**Data in this exercise:**
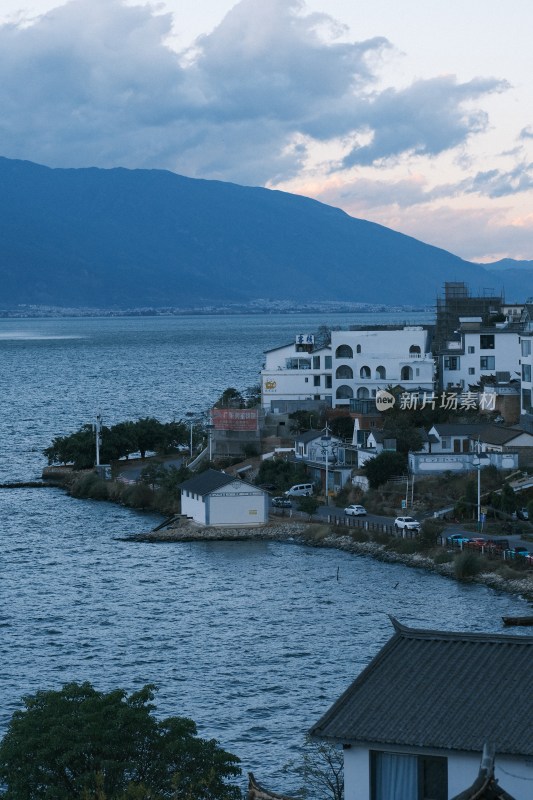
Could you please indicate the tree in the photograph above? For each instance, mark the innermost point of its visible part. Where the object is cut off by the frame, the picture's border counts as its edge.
(81, 743)
(230, 398)
(78, 449)
(322, 770)
(149, 435)
(386, 465)
(308, 505)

**Task to complete:**
Arrange the items above as a two-column CSV headed instruction and points, with one row per item holding its text and its answer, each in a single quoted field with line breaks replaced by spaces. Leave the pictures out.

**Solution to the exercise:**
instruction,points
"Could you please indicate the tree in the photograph above? For each instance, mark the innermost point of its visible part. Where the object is cut off by the frame, the picture's border counts as its edge.","(81, 743) (230, 398) (78, 449) (322, 770) (149, 435) (386, 465) (308, 505)"